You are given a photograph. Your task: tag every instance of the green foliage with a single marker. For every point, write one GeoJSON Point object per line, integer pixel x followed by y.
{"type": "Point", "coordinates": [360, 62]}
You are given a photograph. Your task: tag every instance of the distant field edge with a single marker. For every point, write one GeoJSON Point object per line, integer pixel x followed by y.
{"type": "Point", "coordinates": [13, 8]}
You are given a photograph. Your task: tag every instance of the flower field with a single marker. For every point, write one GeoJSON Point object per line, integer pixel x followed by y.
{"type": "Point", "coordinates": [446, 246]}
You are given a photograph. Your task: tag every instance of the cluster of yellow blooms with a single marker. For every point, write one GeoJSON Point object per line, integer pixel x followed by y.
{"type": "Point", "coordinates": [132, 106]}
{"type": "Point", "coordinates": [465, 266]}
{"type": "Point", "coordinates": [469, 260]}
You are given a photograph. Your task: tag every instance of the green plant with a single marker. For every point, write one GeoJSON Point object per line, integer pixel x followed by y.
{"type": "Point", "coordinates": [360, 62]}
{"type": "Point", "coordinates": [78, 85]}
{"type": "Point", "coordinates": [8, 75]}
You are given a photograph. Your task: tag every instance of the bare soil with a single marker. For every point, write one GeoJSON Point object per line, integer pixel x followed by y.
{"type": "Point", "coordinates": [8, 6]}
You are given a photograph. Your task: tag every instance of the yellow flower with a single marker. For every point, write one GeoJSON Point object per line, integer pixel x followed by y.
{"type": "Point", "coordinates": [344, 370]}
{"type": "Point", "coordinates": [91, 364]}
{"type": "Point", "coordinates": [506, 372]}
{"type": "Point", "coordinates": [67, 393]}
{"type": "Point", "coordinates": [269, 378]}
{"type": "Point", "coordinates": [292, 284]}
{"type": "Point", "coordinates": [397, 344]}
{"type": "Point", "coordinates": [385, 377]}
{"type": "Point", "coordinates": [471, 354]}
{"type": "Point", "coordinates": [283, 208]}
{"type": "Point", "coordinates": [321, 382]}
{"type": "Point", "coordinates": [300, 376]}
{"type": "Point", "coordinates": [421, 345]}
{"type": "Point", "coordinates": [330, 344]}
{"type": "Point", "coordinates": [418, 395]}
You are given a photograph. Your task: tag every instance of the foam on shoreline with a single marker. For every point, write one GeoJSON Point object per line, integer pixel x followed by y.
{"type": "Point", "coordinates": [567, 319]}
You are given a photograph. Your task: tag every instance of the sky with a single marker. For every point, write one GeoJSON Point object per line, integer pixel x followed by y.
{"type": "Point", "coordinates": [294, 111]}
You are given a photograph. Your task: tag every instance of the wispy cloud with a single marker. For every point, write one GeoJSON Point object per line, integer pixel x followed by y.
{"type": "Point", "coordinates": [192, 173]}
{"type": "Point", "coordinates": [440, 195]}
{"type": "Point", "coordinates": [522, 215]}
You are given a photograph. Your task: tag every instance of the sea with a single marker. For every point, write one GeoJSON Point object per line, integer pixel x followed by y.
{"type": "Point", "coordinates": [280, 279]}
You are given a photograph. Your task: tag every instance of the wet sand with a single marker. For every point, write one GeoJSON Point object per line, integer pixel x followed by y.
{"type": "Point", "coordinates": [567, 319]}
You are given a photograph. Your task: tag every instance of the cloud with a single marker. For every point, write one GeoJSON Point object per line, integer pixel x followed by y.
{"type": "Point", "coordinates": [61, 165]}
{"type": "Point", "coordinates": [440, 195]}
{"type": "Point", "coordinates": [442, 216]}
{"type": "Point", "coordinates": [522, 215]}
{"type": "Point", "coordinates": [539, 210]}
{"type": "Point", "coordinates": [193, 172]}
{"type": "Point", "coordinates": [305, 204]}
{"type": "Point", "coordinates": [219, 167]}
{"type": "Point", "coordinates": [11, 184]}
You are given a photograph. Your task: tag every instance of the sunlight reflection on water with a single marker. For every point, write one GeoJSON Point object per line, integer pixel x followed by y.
════
◆ **EXERCISE GOAL**
Rewrite all the lines above so that every "single marker" becomes "single dot", with nothing else changed.

◆ **REPLY**
You are given a photograph. Your task: tag every instance of the green foliage with a single dot. For every point, write one GeoJSON Point object per line, integer pixel x followed by y.
{"type": "Point", "coordinates": [360, 62]}
You are given a photograph. Your task: tag every instance of the distant field edge with a single dot. For every point, write one GeoJSON Point object per line, integer pixel x followed by y.
{"type": "Point", "coordinates": [13, 8]}
You are given a photograph. Your task: tag every instance of the flower field with a single dot. For every point, write one GeoJSON Point object per line, integer pixel x followed by y.
{"type": "Point", "coordinates": [446, 246]}
You are given a photograph. Your task: tag every instance of the cluster of yellow blooms with a single dot. For every point, write one GeoJSON Point object per line, integer pixel x followed by y.
{"type": "Point", "coordinates": [132, 106]}
{"type": "Point", "coordinates": [465, 266]}
{"type": "Point", "coordinates": [469, 260]}
You are given a photograph. Your task: tag every instance of the green plant with a single dot. For every point, write one GeoJSON Point object per line, integer pixel x followed by y.
{"type": "Point", "coordinates": [360, 62]}
{"type": "Point", "coordinates": [78, 85]}
{"type": "Point", "coordinates": [8, 75]}
You are given a photograph. Your task: tag every instance of the bare soil with a single dot. For every point, write one GeoJSON Point object per line, integer pixel x followed by y.
{"type": "Point", "coordinates": [8, 6]}
You are given a photograph. Your task: tag every instance of the yellow flower with a single dot. For every point, write one GeoJSON Point object per line, integer pixel x followed by y.
{"type": "Point", "coordinates": [344, 370]}
{"type": "Point", "coordinates": [91, 364]}
{"type": "Point", "coordinates": [506, 372]}
{"type": "Point", "coordinates": [67, 393]}
{"type": "Point", "coordinates": [269, 378]}
{"type": "Point", "coordinates": [292, 284]}
{"type": "Point", "coordinates": [397, 344]}
{"type": "Point", "coordinates": [385, 377]}
{"type": "Point", "coordinates": [471, 354]}
{"type": "Point", "coordinates": [283, 208]}
{"type": "Point", "coordinates": [321, 382]}
{"type": "Point", "coordinates": [300, 376]}
{"type": "Point", "coordinates": [421, 345]}
{"type": "Point", "coordinates": [330, 344]}
{"type": "Point", "coordinates": [418, 395]}
You are given a photograph. Your task: tag every instance of the foam on shoreline with a single dot. For every point, write one GeoJSON Point object per line, integer pixel x followed by y.
{"type": "Point", "coordinates": [567, 319]}
You are given a photograph. Your task: tag every instance of the sky with a single dot. For every point, write one GeoJSON Point object per line, integer pixel x followed by y.
{"type": "Point", "coordinates": [294, 111]}
You are given a photograph. Your task: tag every instance of the wispy cloud with a single dot. For every point, write one GeoJSON Point object per line, integer pixel x followed by y.
{"type": "Point", "coordinates": [192, 173]}
{"type": "Point", "coordinates": [440, 195]}
{"type": "Point", "coordinates": [522, 215]}
You are given a photograph. Your task: tag every instance of the sea with a single dot. For every point, write one GeoJSON Point object per line, integer pixel x followed by y.
{"type": "Point", "coordinates": [280, 279]}
You are given a photograph. Your task: tag every instance of the wet sand with a single dot. For every point, write one GeoJSON Point object per line, integer pixel x followed by y.
{"type": "Point", "coordinates": [567, 319]}
You are given a photograph. Your task: tag every instance of the cloud with a single dot. For every point, write one GeoJSON Point object per line, integer pixel x followed by y.
{"type": "Point", "coordinates": [61, 165]}
{"type": "Point", "coordinates": [440, 195]}
{"type": "Point", "coordinates": [442, 216]}
{"type": "Point", "coordinates": [522, 215]}
{"type": "Point", "coordinates": [539, 210]}
{"type": "Point", "coordinates": [193, 172]}
{"type": "Point", "coordinates": [305, 204]}
{"type": "Point", "coordinates": [219, 167]}
{"type": "Point", "coordinates": [11, 184]}
You are given a photograph. Your task: tag every instance of the sunlight reflection on water with a single dot. For every point, write one GeoJSON Point object per line, integer pixel x followed by y.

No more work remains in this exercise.